Tuesday, December 26, 2017

To Change Everything It Takes Everyone

 Marxism started from the proposition that economics is first and foremost about the way in which society organises to fulfil its immediate material wants. He identified himself as a materialist, in opposition to the idealist thinkers who thought that history was determined by the will of a particular deity, the ruling sovereign or some abstract idea called “human nature”. Marxism describes how whereas in primitive tribal societies it was possible for individuals to produce the means of their own subsistence through hunting and gathering etc, with the technological advances brought on in agriculture and metallurgy there was a greater division of labour with people fulfilling more and more specialised roles. In order to satisfy their basic material needs people now had to produce not just for their own individual use but to exchange in return for other goods.

Items from a dataset
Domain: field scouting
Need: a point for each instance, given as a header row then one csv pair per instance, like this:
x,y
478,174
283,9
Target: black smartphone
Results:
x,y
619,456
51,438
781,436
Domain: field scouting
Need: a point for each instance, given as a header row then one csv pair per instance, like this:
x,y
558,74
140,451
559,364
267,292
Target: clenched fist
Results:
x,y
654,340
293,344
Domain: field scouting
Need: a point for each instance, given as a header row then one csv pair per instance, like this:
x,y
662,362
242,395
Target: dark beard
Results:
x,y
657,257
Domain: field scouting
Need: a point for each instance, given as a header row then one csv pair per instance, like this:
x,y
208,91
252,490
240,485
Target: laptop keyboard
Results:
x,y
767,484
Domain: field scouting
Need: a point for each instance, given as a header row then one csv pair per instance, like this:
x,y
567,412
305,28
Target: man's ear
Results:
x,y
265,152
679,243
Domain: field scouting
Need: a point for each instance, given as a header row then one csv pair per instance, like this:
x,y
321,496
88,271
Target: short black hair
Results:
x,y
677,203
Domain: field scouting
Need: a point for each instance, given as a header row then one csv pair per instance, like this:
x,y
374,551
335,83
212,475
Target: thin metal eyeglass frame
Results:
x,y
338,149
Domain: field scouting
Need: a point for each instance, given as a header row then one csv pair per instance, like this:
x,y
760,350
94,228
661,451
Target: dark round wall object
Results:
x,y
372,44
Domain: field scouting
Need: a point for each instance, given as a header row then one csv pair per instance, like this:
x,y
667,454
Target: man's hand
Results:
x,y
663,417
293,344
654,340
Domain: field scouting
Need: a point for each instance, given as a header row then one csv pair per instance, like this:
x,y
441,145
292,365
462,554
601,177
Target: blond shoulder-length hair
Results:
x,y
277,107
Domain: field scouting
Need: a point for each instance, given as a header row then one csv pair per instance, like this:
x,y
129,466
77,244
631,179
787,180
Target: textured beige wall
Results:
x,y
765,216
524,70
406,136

§ **What you need to do**
According to the essay on Marxism, advances in which two areas brought a greater division of labor?

§ **The output**
Agriculture and metallurgy.